# GOAL OF THE EXERCISE:
Can you retype, word for word, every line from the one containing "Target: feather headdress" through the end of the items, both ends included?
==================================================
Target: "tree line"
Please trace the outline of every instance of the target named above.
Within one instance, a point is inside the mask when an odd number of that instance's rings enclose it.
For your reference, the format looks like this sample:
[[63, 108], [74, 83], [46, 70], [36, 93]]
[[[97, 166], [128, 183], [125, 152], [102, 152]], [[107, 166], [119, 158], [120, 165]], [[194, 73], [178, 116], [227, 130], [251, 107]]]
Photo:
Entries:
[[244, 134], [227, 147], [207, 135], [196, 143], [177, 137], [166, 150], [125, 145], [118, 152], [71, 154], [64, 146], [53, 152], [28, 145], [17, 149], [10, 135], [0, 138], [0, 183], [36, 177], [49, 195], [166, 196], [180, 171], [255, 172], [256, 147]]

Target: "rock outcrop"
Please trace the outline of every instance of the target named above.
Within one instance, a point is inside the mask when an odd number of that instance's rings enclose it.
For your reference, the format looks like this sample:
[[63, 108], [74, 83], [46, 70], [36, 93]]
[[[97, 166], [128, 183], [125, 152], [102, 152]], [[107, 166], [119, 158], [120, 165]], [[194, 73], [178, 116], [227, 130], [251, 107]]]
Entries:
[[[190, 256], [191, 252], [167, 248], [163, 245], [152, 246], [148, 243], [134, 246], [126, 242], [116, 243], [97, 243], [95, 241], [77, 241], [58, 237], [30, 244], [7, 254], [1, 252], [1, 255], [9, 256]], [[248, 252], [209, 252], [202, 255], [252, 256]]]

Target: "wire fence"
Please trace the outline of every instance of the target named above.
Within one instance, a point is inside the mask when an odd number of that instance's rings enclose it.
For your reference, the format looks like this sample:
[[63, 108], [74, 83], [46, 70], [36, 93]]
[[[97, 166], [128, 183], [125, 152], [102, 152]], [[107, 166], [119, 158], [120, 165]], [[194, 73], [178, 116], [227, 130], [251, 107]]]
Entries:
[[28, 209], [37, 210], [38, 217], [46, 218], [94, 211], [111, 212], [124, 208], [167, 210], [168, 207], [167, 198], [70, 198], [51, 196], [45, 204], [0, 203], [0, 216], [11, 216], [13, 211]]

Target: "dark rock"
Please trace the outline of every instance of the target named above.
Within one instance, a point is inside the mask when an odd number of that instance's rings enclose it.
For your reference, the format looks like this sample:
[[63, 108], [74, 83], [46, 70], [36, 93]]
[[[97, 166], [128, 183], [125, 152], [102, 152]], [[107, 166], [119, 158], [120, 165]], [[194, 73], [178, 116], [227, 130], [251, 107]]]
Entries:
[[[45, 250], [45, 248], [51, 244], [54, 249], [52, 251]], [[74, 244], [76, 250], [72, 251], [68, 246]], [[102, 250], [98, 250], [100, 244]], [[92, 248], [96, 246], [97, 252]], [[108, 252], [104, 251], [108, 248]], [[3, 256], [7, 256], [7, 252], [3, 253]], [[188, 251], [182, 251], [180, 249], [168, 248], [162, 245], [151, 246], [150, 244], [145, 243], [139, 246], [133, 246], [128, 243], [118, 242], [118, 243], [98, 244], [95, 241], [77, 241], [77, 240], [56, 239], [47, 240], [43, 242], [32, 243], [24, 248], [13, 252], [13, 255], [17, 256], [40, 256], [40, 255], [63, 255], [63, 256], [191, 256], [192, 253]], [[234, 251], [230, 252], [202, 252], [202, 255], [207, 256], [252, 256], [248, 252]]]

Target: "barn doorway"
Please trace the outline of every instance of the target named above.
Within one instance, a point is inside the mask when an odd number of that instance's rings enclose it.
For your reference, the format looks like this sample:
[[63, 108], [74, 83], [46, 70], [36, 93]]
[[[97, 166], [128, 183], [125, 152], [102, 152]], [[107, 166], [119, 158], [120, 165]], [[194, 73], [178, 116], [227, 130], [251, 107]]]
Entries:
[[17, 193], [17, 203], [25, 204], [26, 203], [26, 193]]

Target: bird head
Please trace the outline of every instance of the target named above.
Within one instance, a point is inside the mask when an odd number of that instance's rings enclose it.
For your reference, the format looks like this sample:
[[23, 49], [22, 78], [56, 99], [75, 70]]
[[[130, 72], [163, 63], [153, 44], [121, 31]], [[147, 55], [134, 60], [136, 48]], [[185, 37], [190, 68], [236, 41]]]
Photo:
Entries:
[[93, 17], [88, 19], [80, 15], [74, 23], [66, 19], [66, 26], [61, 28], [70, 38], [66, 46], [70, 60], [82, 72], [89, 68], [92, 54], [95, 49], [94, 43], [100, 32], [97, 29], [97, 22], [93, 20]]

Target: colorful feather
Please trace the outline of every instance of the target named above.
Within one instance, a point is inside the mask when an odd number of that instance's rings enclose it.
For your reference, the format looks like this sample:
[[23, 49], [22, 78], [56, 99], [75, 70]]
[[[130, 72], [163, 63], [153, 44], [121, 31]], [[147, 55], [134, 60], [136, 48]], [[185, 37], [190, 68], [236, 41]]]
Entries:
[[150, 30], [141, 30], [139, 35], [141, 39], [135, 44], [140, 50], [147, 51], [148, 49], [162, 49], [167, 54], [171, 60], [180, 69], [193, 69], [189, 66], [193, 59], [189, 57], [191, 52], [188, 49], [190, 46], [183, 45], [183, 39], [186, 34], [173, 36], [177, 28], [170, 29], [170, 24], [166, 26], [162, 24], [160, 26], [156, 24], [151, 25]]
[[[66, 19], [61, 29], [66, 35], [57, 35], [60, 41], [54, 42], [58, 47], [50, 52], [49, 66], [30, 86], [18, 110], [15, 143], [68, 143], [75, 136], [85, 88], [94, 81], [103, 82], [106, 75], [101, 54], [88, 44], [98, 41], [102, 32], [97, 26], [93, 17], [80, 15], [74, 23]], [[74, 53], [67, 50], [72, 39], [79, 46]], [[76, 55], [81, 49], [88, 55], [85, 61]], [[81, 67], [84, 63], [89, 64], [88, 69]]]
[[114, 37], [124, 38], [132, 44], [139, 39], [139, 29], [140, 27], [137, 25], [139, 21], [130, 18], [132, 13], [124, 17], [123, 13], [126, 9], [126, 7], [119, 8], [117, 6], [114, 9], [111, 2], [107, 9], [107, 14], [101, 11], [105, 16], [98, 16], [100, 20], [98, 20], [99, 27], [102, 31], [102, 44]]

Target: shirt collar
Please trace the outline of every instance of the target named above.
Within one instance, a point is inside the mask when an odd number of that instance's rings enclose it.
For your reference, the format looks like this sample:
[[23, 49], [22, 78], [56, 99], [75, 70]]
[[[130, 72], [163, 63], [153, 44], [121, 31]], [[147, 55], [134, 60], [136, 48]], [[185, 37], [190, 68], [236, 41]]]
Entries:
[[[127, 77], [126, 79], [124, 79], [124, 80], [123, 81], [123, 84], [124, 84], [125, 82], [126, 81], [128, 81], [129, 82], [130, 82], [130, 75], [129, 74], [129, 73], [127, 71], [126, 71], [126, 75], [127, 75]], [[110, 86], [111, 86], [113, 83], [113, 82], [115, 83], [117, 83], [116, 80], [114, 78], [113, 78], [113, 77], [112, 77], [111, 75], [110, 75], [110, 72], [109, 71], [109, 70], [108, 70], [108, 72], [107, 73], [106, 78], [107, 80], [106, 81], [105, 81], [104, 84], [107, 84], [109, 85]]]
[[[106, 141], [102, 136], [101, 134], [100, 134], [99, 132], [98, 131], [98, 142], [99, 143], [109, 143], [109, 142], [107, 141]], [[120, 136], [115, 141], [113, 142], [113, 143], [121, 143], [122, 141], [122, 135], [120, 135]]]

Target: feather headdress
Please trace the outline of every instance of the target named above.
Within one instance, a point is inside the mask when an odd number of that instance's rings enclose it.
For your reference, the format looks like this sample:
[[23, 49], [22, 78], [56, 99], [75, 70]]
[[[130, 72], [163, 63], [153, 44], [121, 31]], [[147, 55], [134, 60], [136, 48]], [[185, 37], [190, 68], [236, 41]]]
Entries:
==================================================
# ANSWER TO THIS EXERCISE:
Target: feather headdress
Please trace the outline of every instance of the target named above.
Within one instance, a point is inside the mask when an odd number of that instance's rings enclose it.
For your reference, the format looks like this sample:
[[23, 49], [22, 78], [56, 99], [75, 70]]
[[[130, 72], [163, 63], [153, 44], [121, 31]], [[147, 55], [134, 60], [136, 48]], [[185, 37], [190, 68], [236, 41]]]
Entries:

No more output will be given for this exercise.